Texte à lire:
________________________

Complotisme et radicalisation ou le syndrome de la mémoire courte

Soumis par Marie Peltier le ven 21/05/2021 - 11:43
Complotisme et radicalisation

Pas une semaine ne passe depuis le début de l’année où l’on n’entende pas parler d’une affaire de « radicalisation complotiste », de la « menace complotiste » qui pèse sur nos sociétés, du « danger » que représente le complotisme pour la démocratie. Est-ce que réellement ces affaires de rapts d’enfants, de projets d’attentats, de volonté insurrectionnelle se multiplient ? Ou doit-on y voir une volonté politique de mettre la lumière sur un seul aspect de l’imaginaire conspirationniste en prétendant « prendre les moyens » pour le combattre ? N’assiste-on pas à une grosse opération de com’, assez grossière sur la forme et très dangereuse sur le fond ?

La comparaison entre complotisme et radicalisation a commencé à poindre relativement récemment, au vu de l’histoire du conspirationnisme contemporain. D’un coup, il y a quelques mois, on a vu se multiplier les « témoignages de repentis », nous narrant des histoires d’épouvante au sein de ce qui est présenté désormais comme la grande « secte » des antisystèmes. Ces témoignages ont l’avantage de nous faire sentir du « bon côté » et de recouvrir aussi un sentiment de toute-puissance : Nous donner l’illusion qu’on peut « faire revenir à la raison » des brebis égarées dans les méandres de la paranoïa post-11 septembre 2001. Ces récits sont ainsi réconfortants mais ce qu’ils disent de notre appréhension du complotisme est affligeant : Nous continuons à nous bercer de l’illusion que la frontière entre conspirationnisme et non-conspirationnisme est claire et intangible. Nous continuons à nous aveugler en nous persuadant que nous évoluons forcément et sans questionnement du « bon côté » de la ligne rouge.

________________________

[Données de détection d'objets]
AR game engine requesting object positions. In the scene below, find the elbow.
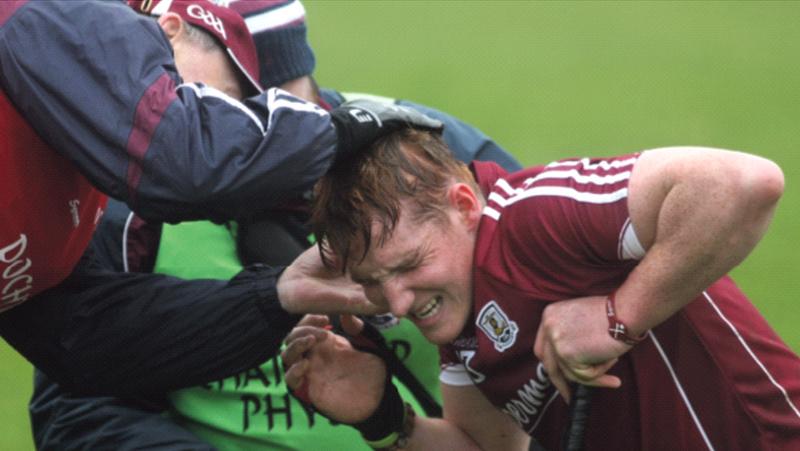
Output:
[739,157,785,209]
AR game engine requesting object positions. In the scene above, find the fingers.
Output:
[297,314,330,328]
[340,315,364,335]
[281,326,330,368]
[284,359,310,394]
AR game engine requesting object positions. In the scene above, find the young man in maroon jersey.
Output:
[284,131,800,450]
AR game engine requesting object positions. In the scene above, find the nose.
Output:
[382,277,414,317]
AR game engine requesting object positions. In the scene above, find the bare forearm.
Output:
[406,417,482,451]
[617,149,783,333]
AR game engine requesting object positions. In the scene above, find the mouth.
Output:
[412,296,443,320]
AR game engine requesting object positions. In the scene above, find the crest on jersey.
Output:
[475,301,519,352]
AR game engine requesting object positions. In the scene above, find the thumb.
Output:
[339,315,364,335]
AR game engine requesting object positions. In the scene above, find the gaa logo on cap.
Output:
[186,3,228,40]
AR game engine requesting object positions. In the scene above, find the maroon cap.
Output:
[128,0,263,93]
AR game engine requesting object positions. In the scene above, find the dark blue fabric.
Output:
[320,88,522,172]
[0,1,336,221]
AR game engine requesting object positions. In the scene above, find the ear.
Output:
[158,12,184,42]
[447,183,483,230]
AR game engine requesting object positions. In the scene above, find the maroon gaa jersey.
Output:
[0,91,106,312]
[441,155,800,450]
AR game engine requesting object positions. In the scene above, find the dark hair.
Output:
[311,128,478,270]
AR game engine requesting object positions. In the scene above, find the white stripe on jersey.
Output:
[483,157,637,220]
[617,218,647,260]
[239,1,306,34]
[489,186,628,207]
[177,83,271,135]
[483,207,500,221]
[522,169,631,187]
[150,0,172,16]
[122,212,135,272]
[647,330,714,450]
[703,291,800,418]
[547,156,639,171]
[439,363,475,387]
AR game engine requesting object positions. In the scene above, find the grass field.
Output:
[0,0,800,451]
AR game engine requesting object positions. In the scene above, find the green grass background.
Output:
[0,0,800,450]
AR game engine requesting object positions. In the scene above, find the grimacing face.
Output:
[348,192,480,345]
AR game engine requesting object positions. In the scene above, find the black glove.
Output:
[331,99,444,161]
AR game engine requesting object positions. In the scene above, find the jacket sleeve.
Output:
[0,1,336,222]
[28,370,216,451]
[0,254,300,396]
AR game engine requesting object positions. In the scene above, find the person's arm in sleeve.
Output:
[28,370,216,451]
[535,148,784,400]
[0,2,440,222]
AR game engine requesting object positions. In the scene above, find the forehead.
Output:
[348,208,433,276]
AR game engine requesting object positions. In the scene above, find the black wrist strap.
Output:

________________________

Consigne: Extrayez à l'identique, du texte sur le complotisme et la radicalisation, le passage qui commence par « Pas une semaine » et se poursuit jusqu'à « sur le fond ? ».

Réponse:
Pas une semaine ne passe depuis le début de l’année où l’on n’entende pas parler d’une affaire de « radicalisation complotiste », de la « menace complotiste » qui pèse sur nos sociétés, du « danger » que représente le complotisme pour la démocratie. Est-ce que réellement ces affaires de rapts d’enfants, de projets d’attentats, de volonté insurrectionnelle se multiplient ? Ou doit-on y voir une volonté politique de mettre la lumière sur un seul aspect de l’imaginaire conspirationniste en prétendant « prendre les moyens » pour le combattre ? N’assiste-on pas à une grosse opération de com’, assez grossière sur la forme et très dangereuse sur le fond ?